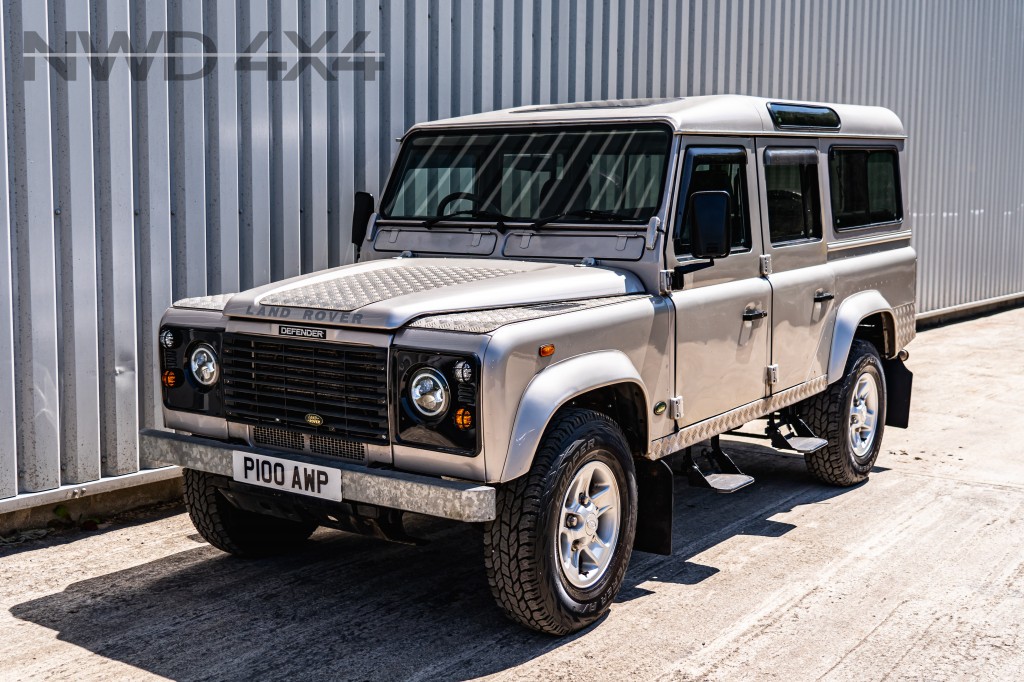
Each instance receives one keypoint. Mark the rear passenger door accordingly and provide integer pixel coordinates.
(792, 175)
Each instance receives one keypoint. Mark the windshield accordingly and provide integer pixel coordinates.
(594, 174)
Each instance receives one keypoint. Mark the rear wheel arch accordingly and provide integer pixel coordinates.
(865, 315)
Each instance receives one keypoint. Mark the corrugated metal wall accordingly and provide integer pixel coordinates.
(128, 188)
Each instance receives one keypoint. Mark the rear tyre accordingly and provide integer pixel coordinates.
(557, 553)
(232, 529)
(851, 415)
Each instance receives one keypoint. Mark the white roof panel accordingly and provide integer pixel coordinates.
(707, 115)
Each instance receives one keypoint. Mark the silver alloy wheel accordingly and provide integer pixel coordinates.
(863, 415)
(588, 525)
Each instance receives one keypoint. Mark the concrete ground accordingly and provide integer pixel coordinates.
(919, 573)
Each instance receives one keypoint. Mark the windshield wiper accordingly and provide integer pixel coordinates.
(473, 213)
(582, 213)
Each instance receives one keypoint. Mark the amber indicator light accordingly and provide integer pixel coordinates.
(464, 419)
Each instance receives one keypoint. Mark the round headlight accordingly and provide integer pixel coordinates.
(429, 392)
(204, 365)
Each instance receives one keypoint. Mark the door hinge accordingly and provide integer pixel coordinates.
(677, 407)
(666, 281)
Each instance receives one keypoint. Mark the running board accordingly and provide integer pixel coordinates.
(719, 472)
(800, 438)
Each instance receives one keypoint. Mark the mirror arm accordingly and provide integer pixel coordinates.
(653, 229)
(680, 270)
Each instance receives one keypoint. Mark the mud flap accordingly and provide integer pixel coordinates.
(899, 382)
(654, 507)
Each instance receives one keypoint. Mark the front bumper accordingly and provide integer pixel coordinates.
(394, 489)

*Task to complete:*
Copy out the records word for word, from the line containing "Each instance receives one keypoint. Mark the windshield wiper" through the end of the records, both ends included.

*Answer to the task:*
Each instance receives one keypoint. Mark the windshield wiper accordingly and provide integer pixel coordinates.
(473, 213)
(582, 213)
Each instance receives one keypoint. Mark the amber indicator light accordingly and provide integer pixel coordinates.
(464, 419)
Each instance receives one keypoint. Mark the round headlight accordingly and provide integer pixel coordinates.
(429, 392)
(204, 365)
Each instance receives one keypoint. Mark the door hinge accordingly and provide integer pixel coordinates.
(677, 407)
(666, 281)
Each instance receives one keypoint. Mark the running board accordingly and provide integer pixel coordinates.
(719, 472)
(800, 438)
Each instance receives one keypoint. Mark the mirror arm accordingly and provide integer pixel coordinates.
(653, 229)
(680, 270)
Each instance receives one keypoint. Mark the mud flap accordingly and provide integer pixel coordinates.
(899, 382)
(654, 507)
Each instance receives one keypoint. Mark the front bumper accordingly and provide integer pixel coordinates.
(394, 489)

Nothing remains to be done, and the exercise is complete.